**Task goal**
Leave out the pictures and copy each record below exactly.

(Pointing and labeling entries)

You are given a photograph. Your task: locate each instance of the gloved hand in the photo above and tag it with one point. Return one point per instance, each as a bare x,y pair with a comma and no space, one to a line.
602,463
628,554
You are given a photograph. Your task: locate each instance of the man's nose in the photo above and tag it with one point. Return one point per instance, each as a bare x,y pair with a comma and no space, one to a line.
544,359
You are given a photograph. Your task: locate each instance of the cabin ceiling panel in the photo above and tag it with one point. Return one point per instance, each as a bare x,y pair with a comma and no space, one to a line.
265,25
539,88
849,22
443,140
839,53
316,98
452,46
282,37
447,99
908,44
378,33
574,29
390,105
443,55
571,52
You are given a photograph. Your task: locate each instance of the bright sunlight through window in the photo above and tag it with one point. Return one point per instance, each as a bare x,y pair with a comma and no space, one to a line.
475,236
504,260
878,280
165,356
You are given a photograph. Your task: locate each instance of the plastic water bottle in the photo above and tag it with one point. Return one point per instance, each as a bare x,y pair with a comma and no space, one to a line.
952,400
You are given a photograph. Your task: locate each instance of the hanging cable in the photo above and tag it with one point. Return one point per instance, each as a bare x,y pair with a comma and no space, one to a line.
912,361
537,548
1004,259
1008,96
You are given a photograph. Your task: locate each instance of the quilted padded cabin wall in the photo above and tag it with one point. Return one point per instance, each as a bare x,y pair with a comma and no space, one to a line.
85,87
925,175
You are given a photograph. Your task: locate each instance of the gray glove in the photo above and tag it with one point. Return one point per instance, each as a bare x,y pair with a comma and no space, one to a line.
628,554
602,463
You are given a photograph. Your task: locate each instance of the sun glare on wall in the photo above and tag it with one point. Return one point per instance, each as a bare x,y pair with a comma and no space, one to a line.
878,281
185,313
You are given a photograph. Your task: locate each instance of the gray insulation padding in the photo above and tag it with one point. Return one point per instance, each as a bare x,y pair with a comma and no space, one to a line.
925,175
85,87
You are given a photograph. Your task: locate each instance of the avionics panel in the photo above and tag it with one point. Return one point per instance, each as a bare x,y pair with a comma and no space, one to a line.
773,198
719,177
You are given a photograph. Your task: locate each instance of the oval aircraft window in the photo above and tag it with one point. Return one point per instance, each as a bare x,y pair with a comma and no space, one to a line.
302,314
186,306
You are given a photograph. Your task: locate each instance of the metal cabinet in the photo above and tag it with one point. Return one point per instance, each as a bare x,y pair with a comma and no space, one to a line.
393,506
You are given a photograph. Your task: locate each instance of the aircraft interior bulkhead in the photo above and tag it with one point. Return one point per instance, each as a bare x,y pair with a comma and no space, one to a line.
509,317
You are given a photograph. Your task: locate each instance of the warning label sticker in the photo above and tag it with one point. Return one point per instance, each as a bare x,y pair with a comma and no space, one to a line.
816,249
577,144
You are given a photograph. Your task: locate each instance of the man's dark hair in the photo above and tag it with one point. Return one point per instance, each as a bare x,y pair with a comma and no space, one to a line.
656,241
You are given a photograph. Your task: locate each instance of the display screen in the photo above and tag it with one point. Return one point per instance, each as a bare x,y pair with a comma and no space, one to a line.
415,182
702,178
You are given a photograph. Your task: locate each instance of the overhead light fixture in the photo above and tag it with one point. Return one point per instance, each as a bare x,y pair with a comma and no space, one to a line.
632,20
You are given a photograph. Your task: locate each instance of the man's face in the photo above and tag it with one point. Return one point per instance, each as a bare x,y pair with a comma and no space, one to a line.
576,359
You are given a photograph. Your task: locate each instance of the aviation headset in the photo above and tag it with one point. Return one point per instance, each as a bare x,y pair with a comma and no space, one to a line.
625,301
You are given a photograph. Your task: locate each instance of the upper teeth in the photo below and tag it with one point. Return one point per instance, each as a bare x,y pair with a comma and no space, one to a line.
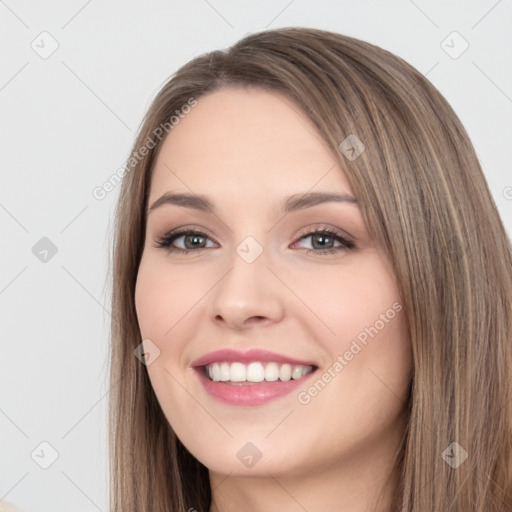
256,372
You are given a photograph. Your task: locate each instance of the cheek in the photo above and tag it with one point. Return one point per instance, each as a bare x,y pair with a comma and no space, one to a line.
351,301
164,298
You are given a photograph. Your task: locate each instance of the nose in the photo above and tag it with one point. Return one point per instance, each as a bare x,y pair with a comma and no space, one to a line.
248,295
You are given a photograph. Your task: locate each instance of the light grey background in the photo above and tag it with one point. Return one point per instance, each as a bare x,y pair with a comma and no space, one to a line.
67,124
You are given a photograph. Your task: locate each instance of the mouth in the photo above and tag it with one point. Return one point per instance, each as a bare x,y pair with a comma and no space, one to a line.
252,378
257,371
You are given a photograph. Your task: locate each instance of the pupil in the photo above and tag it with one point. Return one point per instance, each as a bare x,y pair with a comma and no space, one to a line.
194,239
323,239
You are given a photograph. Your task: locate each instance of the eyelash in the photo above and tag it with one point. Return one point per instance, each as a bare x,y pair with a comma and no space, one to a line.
167,239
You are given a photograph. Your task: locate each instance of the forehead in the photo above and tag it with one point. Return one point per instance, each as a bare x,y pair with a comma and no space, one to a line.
239,142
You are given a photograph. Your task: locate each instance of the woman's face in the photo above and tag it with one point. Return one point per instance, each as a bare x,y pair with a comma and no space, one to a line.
315,314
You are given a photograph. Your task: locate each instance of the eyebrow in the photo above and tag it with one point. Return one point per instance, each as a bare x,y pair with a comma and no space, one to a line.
289,204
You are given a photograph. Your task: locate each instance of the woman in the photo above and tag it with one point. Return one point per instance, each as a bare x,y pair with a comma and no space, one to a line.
312,299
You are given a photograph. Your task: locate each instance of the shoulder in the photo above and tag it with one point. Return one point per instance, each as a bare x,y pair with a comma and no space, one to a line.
8,507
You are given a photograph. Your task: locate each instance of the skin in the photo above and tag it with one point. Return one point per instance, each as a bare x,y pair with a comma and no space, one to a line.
247,149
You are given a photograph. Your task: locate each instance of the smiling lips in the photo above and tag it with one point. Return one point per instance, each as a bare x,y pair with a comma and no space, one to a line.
250,378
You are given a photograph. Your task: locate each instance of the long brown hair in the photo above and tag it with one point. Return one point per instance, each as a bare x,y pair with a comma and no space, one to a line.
425,201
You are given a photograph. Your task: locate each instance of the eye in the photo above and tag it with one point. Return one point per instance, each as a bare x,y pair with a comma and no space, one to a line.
190,238
323,241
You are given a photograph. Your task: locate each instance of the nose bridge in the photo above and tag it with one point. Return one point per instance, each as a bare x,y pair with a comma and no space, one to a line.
247,291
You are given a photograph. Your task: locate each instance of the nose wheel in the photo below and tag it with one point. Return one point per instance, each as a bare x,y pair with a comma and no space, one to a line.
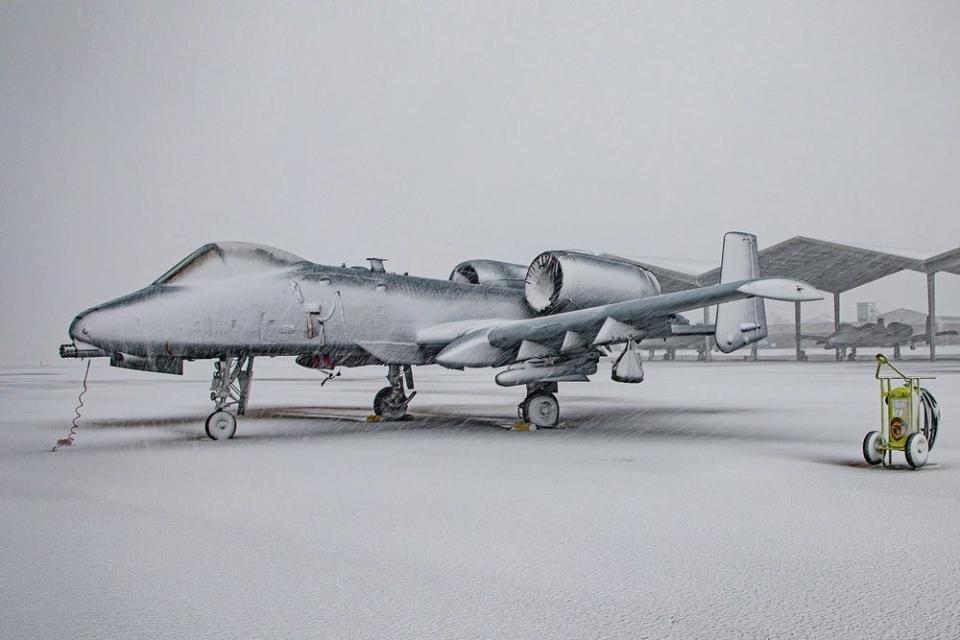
391,402
230,388
540,407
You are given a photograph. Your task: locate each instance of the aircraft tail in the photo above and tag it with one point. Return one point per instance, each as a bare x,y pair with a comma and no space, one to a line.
740,322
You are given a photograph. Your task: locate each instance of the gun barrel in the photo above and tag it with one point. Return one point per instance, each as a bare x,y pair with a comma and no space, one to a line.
73,351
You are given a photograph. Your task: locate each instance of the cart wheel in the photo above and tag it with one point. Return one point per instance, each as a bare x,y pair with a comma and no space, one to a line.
916,450
872,452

**Output for this exercise**
You are given a photograph. Your task: locate each instance of the gloved hand in the photo above and tag it with one point. Return one point per instance, each as a bare x,y pair with a comma and no space, one to a line.
602,463
628,554
You are given a photograph. Your task: locate each instance of the man's nose in the photo above and tag it with one point. Return one point per instance, each as a bare x,y pair with a comma and no space, one to a line.
544,359
You are given a photograph. Your task: locate each instance of the cabin ceiling panel in the photo above and tag it with one point. Return one point per instance, each as a bare x,y pair with a comma and no space, one to a line.
265,25
539,88
849,22
443,140
839,53
316,98
452,46
282,37
447,99
908,44
378,33
574,29
390,105
443,55
571,52
You are given a photograph. Your task: locate each instance of the bright sunlight through window in the photo above and tag it with one point. Return one point per instance, each as a bare x,y pair with a comma and no space, one to a line.
475,236
504,260
878,280
165,356
You are given a photograph. Your task: locate each instance of the plastic water bottle in the photo above and tag it with one point. Return one point per instance, each as a bare x,y pair with a comma and no space, one to a line.
952,400
You are given a photograph. Your task: locate each instance of the hanging cable in the photo above and tag it with one point. Return one point per instance, each as a bare x,y pair with a comma and no space, one to a line.
912,361
537,548
1004,259
1008,96
You are given a photograph. Your task: locate each instance of the quilted padded cabin wall in the photo above and tag it with one point. Return one point per instance, each as a bare x,y pair with a comma and no space, one to a line.
85,87
925,175
You are given a photograph. Your task: locate each instance of the gray glove in the photo above and tag it with one point. Return one point per instance, each as a bare x,y pair with a comma and no space, one to a line.
628,554
602,463
You are given a photograph. Your task: locate each instance of the sun glare on wall in the photo above and tag it with one point. Return one point per instance, each as a bare x,y pair with a comma and no space, one to a line.
878,281
185,313
You are given a photograph. Your task: locate each instance of the gray insulation padding in the photo above and tag it with one point. Return one point per instance, each as a bare x,y pair with a comma and no space, one to a line.
925,175
85,87
You are given a photograph. Your task: locate each instance of the avionics panel in the photo above and tag it with one point. Return one point per instance, each as a bare x,y pair with a comma and no space, one to a line.
773,198
719,177
You are given a photograph. Your task: locate each instance of the oval aircraft window in the photo above and tag it with one point. Return one point per instance, each as a bare x,y pair with a comma and no space, one to a line.
302,314
186,306
You are given a photograph. Your task: locate each instance of the metal cabinet in the photo above and tag it with one point. Return one point per instance, each as a bare x,y pair with a comma and no space, one to a line.
393,506
You are given a photograph. Your task: locate each instance of the aircraft interior bulkhead in the photo above and tag it with one point. Return one point per instance, each as a bare x,y pair with a comma and no space, one to a line.
509,317
You are given a photograph. Your task: locate each instance of the warning label sticker in the photo above and tag it with one point. Return one point per instance, each as a bare x,y pair with a comma and no space, one to a line.
816,249
577,144
You are given a photograph. Your task: locate each instance of the man's dark hair in the photo above and tag it with one point. Return one point per instance, each as a bare x,y pair with a comma and no space, one to a line.
656,241
You are given a photograph. Your task: locate each instance of the display screen in the photo above and tag it with one point. Return one point per instance, each as a bare x,y pair with a comma and no space, one to a line.
415,182
702,178
You are given a photograph. Your task: locate each instance of the overhead light fixture in the photo above and tag it with one point. Return one point per instance, each as a bare x,y pair with a comma and no space, one to a line.
632,20
You are given a photograph. Your task: locate each instance of the man's face in the photo above and tag it with one point. Return one point per instance, each as a bare x,y pair with a comma and no space, one to a line.
576,359
You are given a photograph. Your task: locate each instance of the aviation headset in the photo above and tag it with one point. Return one point per instance, each as a bare x,y pair with a comma and no space, one to a line.
625,301
You are given a photograph. Your task: locate each instance of the upper teeth in the photo below and tag it with one point. Return one point per instance, each as a bare x,y pair with a comma and no space, one to a line.
256,372
You are given a photograph. Your task: locate each instance of the cheek in the photo above and tag it with one point. Return one point per instance, each as a bare x,y pair with a comma and no space, one to a line.
351,301
164,298
You are given a photograph. Your task: locate each instance of the nose in the photo above and tag it with one point. Return one point per instance, each as a bare x,y pair with a comma and no space, one to a line.
248,295
You are given a photograph. Your task: locate each instance of the light grey background in the photo above and tag it with one point. Return one point per instance, each as a bare x,y pair with a comma and no space, one to a line.
67,124
You are given a photograph. Your task: locate each instance of the mouth in the photo above and tag it with one point. Return one point per instance, each as a bare x,y pair with a comma and no space, one to a line.
252,378
257,371
You are given a photograph. Your task: locate each instance of the pupil in the photo above and tag it with one point. Return one point per instance, each as a bare x,y pair with a comma and no space, one to a line.
194,239
323,239
You are given a photograph. Your task: locate each instance of the eyelash in the photo above and tag it with one point. Return one point per instance, each as a bare x,y pair with a comma and no space, one to a line.
167,239
You are given a photograph. Your task: locate each instance of the forehead in the photo above and tag it with one point. Return one point per instance, each as a bare x,y pair with a comma and no space, one to a line.
239,142
You are given a photograph. Your task: locate each instance of the woman's face in the photo above and tag it with one point. Return one point per instance, each as a bare x,y pair with a comma and no space, one to a line.
315,314
You are given a photograph. Your task: locate each instance of the eyebrow in the photo above and tag it with one point. Return one point per instance, each as a bare x,y pair with a comma and no space, one to a line.
289,204
You are given a photograph. Your task: locate each instance of the woman in the photo above and tag it with one point. Return one point per instance, each as a bare x,y pair with a comma and no space, one to a line.
312,299
You are given a photograph. Your task: locate each instance of the shoulder in the photo above and tag it with one point. Return one point per instance, each as a bare x,y pair with a comma and no space, one to a line.
8,507
You are given a photograph. Your task: locate each instance of the skin in the photo above and tag it with one point. Return one point per instance, each as a bare x,y pair with a comma and no space, one to a line.
247,149
You are given a photograph. Your task: locate each instance of the smiling lips in the photo above and tag it with one point. Return one point per instance, each as a bare x,y pair with a comma and no space, one to a line.
250,378
You are given a photograph. Your task: locate each instance of the long brown hair in the photo above and tag it with one point. Return one point per instance, each as a bare x,y pair with a comma and no space, one to a line.
425,201
You are given a photograph. Your task: locate each instance of the eye in the photo above and tag it with one point. Return one point per instance, each as a bare x,y pair with a comma and no space, one to a line.
190,238
323,241
You are given a photograph. Your task: locate each instance of the nose bridge in the photo above and tag it with one point. Return one point per instance, each as a bare x,y pair with a comma and no space, one to a line.
247,291
You are given a photograph. Your task: locate each instance of the nose wheel in the photo below and tag it with one point. Return one point per instance, each as a bare x,y pair with a comma and no space, one to a line.
391,402
230,388
540,407
You are given a photograph. Your task: locate each instance of the aircraft tail in the photo above and tag it with one point. Return one point per instance, each as a bare x,y pair with a comma and no space, one to a line.
740,322
You are given a photograph. Your task: locate each instance of the gun barrel in the photo above and tag it with one point. Return one point per instance, each as a bare x,y pair with a comma and no space, one to a line.
73,351
You are given a photograph. Your task: locate each instance of the cart wheel in the photo above and tag it with one point. Return one point per instance, each as a bare x,y pair with a comma and no space, one to a line.
916,450
872,452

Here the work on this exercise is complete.